Quelle
· · ·

Corsair 280x  RGB mit 2x 120mm LL Lüftern. m-ATX Gehäuse mit viel Glas 
Gigabyte Aorus b450 M  
Ryzen 2600x @ stockkühler
Sapphire Vega 56 pulse
16 gb Corsair Venegeance 3000mhz
Bequit pure 11 650w

Zu der Leistung kann ich nach einem komplett Neuaufbau von einem i5 2500k und r9 280x nur sagen wow! Genau so habe ich mir das vorgestellt. Full HD Max Details+ MSAA  60+ fps 


Das Gehäuse habe ich gesehen und mich sofort verliebt (Glasbunker), sogar meine Frau findet es schick im Wohnzimmer, allerdings gehen mir die Temperaturen der CPU auf den Keks. Im Idle bei den jetzigen Temperaturen draußen 35 - 51 c unter last bei  Prime 95 small ffts 15 Minuten 93 c
Bei Spielen Division 2, BF5 zwischen 71 und 93c eher 88c. Betrieben wird die CPU mit dem boxed Kühler Wraith Spire. Ich habe ihn schon 2 mal demontiert und neue Artic MX4 WLP aufgetragen, der Sitz ist auch gegeben. 

Die GPU bleibt allerdings schön kühl, läuft beim spielen nicht über 71c, finde ich akzeptabel. 
Alle anderen Komponenten bleiben dauerhaft unter 55c (Ram,NB,SSD usw.)

· · ·

Welcher Kühler kühlt laut dem Beitrag über den neuen PC-Aufbau die CPU? Das Material spielt hierfür keine Rolle.

· · ·

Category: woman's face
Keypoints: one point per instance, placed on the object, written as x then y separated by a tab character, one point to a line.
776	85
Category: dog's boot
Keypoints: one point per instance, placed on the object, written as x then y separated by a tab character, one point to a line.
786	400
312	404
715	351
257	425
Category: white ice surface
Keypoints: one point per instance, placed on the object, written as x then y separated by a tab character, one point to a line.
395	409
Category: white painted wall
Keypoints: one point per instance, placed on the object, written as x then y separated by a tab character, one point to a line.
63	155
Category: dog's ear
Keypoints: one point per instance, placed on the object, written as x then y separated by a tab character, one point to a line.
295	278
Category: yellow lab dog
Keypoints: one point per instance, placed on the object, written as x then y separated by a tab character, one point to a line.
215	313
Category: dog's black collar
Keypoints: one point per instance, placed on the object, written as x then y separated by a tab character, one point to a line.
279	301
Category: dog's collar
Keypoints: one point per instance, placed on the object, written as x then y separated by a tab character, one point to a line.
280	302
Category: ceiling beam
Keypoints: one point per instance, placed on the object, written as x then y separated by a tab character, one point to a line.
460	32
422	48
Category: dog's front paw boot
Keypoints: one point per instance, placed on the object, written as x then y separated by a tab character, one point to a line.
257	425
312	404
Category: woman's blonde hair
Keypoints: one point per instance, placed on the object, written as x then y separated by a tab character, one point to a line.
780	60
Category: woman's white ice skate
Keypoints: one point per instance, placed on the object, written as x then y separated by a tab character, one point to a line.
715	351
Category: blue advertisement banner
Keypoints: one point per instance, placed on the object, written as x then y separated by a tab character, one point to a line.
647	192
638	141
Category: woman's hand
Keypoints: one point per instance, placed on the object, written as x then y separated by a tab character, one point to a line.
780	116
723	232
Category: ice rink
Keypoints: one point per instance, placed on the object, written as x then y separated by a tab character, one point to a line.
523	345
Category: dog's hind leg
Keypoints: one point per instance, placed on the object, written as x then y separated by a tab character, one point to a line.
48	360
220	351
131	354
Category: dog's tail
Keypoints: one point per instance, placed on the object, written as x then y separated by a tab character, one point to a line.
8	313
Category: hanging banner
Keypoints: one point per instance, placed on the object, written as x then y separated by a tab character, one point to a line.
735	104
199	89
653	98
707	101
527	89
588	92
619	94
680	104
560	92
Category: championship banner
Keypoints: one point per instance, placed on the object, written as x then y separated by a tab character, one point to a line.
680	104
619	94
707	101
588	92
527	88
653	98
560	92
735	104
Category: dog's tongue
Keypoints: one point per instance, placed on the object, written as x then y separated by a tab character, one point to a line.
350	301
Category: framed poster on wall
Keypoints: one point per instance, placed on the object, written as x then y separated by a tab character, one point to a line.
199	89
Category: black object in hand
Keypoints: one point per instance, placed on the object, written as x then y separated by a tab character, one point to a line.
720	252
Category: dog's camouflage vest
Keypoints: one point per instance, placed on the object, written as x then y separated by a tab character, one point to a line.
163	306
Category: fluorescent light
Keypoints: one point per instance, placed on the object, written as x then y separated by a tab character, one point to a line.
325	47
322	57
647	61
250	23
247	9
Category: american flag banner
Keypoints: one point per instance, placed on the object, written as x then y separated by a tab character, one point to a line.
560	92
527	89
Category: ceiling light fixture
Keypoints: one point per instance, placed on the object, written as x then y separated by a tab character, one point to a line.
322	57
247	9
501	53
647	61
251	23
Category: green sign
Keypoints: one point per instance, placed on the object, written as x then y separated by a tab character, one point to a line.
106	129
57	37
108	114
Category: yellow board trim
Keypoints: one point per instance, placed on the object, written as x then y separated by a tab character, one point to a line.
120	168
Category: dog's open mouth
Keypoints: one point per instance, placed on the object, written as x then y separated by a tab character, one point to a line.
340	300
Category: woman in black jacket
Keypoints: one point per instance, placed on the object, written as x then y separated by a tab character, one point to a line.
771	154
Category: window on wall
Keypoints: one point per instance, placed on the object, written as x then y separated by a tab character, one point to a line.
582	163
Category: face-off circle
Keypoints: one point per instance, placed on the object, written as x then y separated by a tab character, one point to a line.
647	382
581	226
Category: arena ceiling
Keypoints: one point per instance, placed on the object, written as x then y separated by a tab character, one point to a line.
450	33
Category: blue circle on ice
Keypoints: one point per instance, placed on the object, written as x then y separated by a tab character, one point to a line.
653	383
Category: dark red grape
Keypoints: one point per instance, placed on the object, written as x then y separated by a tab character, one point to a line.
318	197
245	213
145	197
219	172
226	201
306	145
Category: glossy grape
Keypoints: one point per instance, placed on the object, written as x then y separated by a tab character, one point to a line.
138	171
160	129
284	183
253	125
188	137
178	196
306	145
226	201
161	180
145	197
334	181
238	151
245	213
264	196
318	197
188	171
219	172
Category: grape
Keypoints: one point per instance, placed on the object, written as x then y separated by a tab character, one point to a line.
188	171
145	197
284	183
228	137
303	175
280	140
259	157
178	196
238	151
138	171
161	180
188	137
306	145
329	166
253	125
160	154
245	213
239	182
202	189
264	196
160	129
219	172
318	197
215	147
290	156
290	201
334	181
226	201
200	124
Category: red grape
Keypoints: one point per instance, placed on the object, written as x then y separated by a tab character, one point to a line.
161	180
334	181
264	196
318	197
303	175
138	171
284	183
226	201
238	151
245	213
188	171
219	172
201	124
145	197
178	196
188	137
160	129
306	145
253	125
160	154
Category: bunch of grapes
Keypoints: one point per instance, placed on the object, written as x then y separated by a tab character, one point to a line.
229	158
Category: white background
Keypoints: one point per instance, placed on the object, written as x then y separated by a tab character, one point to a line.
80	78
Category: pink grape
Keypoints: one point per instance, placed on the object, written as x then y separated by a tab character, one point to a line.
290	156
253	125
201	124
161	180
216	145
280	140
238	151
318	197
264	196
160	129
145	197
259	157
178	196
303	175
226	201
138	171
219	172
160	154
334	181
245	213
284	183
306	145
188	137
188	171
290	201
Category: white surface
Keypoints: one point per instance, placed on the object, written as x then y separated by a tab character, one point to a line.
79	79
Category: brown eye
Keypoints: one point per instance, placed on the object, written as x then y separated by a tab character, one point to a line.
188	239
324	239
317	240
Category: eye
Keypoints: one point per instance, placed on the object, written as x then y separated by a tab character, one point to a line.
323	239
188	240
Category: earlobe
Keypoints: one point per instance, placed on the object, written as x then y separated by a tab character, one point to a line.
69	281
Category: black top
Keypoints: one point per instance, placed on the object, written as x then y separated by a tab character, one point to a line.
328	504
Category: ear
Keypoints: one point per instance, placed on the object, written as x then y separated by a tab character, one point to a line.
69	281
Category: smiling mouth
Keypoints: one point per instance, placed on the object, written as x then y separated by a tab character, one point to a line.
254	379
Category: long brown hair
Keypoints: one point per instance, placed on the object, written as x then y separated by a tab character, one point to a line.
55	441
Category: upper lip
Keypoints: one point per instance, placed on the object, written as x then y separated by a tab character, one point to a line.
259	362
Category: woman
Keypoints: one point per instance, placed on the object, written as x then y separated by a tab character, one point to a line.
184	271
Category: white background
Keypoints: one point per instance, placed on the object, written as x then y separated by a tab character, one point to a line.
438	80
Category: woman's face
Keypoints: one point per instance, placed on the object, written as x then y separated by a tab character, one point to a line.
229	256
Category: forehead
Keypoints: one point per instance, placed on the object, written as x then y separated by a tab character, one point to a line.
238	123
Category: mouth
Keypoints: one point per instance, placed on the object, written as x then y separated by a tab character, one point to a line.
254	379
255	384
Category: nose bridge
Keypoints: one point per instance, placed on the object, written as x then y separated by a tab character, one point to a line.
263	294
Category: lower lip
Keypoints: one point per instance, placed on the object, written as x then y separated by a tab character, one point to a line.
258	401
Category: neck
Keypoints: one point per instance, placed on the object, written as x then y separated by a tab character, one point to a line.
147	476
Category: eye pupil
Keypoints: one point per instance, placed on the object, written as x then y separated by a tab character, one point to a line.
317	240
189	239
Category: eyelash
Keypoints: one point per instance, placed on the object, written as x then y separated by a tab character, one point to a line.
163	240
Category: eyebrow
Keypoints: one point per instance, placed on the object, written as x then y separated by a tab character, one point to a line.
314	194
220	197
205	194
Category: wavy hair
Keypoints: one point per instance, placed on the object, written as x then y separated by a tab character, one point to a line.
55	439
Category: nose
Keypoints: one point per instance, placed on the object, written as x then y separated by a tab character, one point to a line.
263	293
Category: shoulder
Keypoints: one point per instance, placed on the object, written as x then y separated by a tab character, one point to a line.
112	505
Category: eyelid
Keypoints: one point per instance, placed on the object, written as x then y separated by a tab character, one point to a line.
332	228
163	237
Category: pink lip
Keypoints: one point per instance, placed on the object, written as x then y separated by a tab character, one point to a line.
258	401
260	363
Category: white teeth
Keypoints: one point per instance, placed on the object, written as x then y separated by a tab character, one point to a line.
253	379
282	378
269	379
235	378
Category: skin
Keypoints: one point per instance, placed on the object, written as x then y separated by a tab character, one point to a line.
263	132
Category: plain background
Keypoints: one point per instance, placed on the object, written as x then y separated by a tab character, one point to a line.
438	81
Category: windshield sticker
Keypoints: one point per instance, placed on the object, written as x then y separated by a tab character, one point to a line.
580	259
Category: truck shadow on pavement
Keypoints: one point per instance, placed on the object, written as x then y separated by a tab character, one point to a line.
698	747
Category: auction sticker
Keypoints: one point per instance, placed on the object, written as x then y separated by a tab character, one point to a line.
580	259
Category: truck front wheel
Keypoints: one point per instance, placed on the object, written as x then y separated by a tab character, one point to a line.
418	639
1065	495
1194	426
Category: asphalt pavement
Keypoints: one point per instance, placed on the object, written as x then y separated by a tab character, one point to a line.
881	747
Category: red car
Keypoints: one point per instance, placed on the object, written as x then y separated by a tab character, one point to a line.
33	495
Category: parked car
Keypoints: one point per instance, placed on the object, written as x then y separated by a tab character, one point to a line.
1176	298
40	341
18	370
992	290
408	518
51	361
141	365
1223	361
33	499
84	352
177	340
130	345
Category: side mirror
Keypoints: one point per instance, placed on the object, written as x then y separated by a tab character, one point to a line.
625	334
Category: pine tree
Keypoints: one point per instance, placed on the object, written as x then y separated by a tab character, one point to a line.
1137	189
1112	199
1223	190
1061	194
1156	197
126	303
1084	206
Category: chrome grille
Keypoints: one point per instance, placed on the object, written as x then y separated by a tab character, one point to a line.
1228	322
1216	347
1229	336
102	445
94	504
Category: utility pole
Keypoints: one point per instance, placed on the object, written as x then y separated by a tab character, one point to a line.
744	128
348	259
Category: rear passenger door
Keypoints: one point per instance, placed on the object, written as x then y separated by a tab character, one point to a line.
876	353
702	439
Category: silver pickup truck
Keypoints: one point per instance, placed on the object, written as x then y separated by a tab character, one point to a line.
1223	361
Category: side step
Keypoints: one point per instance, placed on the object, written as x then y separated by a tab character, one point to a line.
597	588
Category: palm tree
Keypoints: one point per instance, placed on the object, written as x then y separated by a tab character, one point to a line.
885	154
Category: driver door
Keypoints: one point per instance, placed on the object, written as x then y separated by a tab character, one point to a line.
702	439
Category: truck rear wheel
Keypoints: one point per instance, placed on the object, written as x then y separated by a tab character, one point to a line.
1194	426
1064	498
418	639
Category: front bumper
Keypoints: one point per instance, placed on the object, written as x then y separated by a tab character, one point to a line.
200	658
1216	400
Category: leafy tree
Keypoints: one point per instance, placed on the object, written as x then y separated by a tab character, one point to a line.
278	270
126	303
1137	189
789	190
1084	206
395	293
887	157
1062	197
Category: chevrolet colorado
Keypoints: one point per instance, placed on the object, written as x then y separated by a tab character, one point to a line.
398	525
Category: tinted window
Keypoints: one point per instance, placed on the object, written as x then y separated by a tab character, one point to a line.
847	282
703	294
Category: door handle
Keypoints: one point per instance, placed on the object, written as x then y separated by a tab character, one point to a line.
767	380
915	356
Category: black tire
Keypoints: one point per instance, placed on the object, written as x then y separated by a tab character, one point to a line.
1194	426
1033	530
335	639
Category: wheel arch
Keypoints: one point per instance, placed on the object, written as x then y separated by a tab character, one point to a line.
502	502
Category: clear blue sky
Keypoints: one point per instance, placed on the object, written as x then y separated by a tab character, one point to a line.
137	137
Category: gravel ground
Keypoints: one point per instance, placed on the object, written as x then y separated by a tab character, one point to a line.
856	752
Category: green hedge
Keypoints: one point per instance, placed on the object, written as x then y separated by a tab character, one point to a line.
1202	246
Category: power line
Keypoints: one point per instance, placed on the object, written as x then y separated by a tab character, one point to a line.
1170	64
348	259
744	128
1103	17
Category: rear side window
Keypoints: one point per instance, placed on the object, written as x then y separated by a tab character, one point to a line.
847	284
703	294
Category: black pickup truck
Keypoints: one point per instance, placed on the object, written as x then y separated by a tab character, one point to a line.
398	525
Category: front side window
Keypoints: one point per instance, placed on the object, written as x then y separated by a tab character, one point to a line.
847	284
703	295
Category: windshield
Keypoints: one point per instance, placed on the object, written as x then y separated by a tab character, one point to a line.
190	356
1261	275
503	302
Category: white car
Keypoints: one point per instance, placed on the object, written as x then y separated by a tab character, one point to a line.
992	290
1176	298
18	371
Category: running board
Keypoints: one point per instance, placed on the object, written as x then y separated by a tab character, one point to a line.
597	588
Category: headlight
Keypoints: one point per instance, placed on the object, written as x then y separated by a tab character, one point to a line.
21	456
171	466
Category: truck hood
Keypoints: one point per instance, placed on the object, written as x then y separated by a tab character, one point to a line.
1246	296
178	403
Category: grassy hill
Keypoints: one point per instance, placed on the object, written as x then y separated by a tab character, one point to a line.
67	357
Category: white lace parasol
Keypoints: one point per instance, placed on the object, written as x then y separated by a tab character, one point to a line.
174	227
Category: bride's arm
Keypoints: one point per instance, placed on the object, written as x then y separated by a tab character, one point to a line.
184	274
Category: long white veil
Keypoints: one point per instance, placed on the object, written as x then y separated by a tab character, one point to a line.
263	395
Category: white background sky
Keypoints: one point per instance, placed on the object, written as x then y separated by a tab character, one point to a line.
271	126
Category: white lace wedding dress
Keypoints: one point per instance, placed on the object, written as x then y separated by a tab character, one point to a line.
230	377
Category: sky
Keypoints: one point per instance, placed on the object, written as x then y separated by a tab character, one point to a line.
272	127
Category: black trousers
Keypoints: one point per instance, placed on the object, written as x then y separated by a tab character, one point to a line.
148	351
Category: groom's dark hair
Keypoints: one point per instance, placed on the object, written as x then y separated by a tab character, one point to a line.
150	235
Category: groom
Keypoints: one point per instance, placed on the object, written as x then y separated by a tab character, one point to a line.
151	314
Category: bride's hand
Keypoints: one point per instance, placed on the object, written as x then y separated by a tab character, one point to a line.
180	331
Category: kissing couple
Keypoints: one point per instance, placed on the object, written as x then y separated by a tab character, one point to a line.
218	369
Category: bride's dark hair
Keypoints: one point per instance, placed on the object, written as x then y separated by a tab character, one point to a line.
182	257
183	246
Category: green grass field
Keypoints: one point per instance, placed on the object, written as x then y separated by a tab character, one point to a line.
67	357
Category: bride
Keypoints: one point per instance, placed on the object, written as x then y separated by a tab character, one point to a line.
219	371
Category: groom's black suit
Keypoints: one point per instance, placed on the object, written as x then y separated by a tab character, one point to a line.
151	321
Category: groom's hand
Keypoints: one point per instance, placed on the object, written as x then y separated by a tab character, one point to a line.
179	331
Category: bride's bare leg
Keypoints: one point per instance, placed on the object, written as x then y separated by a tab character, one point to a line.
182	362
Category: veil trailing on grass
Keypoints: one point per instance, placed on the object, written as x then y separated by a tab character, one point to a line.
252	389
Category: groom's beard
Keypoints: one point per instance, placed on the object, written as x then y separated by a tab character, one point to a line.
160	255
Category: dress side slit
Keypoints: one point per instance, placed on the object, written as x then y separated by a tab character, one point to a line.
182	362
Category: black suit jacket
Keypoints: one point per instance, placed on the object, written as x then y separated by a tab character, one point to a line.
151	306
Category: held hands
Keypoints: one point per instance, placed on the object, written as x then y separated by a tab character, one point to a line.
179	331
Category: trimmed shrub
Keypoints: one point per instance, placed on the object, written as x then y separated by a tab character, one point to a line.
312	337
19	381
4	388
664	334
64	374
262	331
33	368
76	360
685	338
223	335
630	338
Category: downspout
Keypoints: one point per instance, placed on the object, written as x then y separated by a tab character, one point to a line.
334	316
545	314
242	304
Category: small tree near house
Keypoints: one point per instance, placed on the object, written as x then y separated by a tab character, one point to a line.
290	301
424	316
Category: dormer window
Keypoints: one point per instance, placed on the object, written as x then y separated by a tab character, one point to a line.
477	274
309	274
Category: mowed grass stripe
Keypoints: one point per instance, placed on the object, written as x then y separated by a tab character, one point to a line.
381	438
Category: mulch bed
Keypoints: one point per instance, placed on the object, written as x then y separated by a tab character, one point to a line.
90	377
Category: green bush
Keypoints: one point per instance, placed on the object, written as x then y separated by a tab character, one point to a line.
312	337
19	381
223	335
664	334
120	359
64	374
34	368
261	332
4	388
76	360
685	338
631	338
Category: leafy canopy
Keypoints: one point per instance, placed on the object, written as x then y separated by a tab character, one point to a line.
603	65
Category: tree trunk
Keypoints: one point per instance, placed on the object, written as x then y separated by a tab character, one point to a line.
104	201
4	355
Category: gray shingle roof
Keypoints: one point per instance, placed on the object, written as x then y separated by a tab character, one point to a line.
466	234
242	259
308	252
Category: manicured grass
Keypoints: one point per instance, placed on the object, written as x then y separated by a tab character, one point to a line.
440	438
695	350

· · ·

Vollständige Antwort
Der boxed Kühler Wraith Spire.